EXTRAIT CHOISI:
________

L’exploitation minière est centrale dans le corpus, ce qui rejoint l’analyse de Kirouac Massicotte (2018) à propos de la littérature abitibienne. La mine structure l’économie, mais aussi la vie sociale, voire l’identité ; ainsi, Marie dit venir de la « cinquième rue, sur le bord de la mine » (Chasse au Godard). La cheminée fumante est la marque d’une mine en activité (Chasse au Godard, L’hiver bleu, Les corps célestes, Nous sommes Gold) et on ressent dans toute la ville les explosions dans la mine, on en entend partout la sirène (Les corps célestes, Nous sommes Gold). Miséricorde montre une mine à ciel ouvert, mais d’autres films présentent des images de l’intérieur de la mine (Je me souviens, L’hiver bleu, Les corps célestes) : forage, drilles, dynamite qui ouvre les galeries, chariots y roulant : la mine est bruyante, sale et sombre, car la lumière y provient essentiellement des casques des mineurs. Mais c’est tout de même un bon gagne-pain : les mineurs gagnent de « gros » salaires et ne « sont pas communistes » (Brigitte, Les corps célestes) ; dans le même sens, Michel parle de révolution à des mineurs qui le rembarrent (Chasse au Godard). Une mine en activité, c’est la prospérité, même pour ceux qui n’y travaillent pas car, pour s’agrandir, elle achète les maisons sur les terrains qu’elle convoite (Nous sommes Gold). Les personnages entretiennent un rapport complexe avec le monde minier, source de prospérité, mais aussi univers souterrain, avec ce que cela comporte d’étrangeté et de danger.

L’agriculture n’est pas le mode de subsistance des protagonistes des différents films, qui travaillent parfois la terre, soit, mais d’en dessous. Les films du corpus ne font pas écho au rêve agricole du film de l’abbé Proulx, Un pays neuf.

Les Abitibiens

L’Abitibi est néanmoins un pays neuf pour plusieurs personnages en quête de recommencement personnel, comme le docteur Rainville après le décès de sa femme (La donation), Scott un ancien détenu qui veut refaire sa vie (Écartée) ou Joseph qui rompt avec sa vie d’intellectuel (Une manière de vivre). Ce qui attire les protagonistes en Abitibi, c’est la nature et l’espace (Miséricorde), mais aussi l’espoir d’une prospérité économique quand, par exemple, le proxénète Desmond aménage un bordel dans une ville minière (Les corps célestes). Leur projet individuel se double parfois d’un autre, de changement social, que cela passe par l’action syndicale (Je me souviens), la production d’émissions de télévision (3 histoires d’Indiens, Chasse au Godard), des assemblées publiques (Guibord), voire la fondation d’un village au mode de vie traditionnel (Windigo).

________

Éléments enregistrés du jeu de données:
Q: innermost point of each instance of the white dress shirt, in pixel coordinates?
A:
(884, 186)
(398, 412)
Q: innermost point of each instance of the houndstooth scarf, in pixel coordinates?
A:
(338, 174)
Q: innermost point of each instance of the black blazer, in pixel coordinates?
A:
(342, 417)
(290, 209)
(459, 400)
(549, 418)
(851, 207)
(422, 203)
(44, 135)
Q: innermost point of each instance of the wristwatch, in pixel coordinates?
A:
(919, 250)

________

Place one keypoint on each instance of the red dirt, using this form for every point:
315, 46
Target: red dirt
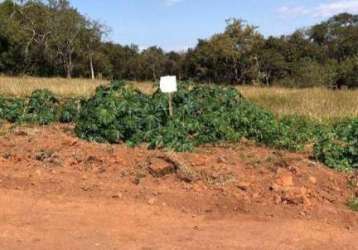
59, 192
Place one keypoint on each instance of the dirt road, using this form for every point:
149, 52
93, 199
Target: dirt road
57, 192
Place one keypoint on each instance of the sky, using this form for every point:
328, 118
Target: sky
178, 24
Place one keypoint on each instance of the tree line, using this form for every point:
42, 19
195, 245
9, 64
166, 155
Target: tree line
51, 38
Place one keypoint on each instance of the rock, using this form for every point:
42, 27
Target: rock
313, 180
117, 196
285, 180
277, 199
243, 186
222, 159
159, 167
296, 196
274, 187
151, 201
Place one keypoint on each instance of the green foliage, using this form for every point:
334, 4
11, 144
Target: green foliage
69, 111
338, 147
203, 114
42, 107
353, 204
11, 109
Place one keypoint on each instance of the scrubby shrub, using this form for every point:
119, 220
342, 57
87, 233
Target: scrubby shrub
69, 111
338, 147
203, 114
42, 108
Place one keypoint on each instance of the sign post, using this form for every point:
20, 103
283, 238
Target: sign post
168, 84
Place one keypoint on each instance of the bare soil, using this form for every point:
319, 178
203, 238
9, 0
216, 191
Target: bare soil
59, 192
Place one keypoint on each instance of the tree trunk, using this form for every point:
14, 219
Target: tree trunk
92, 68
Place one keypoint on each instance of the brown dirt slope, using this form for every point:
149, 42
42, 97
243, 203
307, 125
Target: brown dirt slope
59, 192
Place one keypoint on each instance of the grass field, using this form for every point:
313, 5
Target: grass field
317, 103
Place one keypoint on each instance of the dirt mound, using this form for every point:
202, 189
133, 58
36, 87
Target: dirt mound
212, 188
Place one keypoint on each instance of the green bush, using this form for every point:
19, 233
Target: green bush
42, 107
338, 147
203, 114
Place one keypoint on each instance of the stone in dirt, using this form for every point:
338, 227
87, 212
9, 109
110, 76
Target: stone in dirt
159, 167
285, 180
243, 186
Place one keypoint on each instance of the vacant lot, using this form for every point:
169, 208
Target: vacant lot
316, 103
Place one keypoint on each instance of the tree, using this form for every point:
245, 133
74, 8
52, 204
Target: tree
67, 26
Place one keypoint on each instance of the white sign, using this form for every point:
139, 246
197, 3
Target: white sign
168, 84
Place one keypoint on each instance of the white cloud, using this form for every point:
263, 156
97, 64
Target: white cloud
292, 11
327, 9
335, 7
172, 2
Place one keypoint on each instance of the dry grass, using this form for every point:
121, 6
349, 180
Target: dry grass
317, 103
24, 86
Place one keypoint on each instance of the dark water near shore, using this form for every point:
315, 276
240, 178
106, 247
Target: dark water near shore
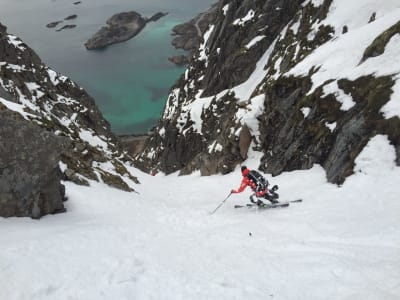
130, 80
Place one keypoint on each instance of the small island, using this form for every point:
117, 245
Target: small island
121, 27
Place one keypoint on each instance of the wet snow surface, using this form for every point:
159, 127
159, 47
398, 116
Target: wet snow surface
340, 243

________

TRAVAIL DEMANDÉ:
1) Recopiez le passage de l'extrait choisi qui va de « L’agriculture n’est pas » jusqu'à « Un pays neuf. ».
2) D'après l'extrait choisi, de quel endroit Marie dit-elle venir ?

VOS RÉPONSES ÉCRITES:
1)
L’agriculture n’est pas le mode de subsistance des protagonistes des différents films, qui travaillent parfois la terre, soit, mais d’en dessous. Les films du corpus ne font pas écho au rêve agricole du film de l’abbé Proulx, Un pays neuf.

2) Elle dit venir de la « cinquième rue, sur le bord de la mine ».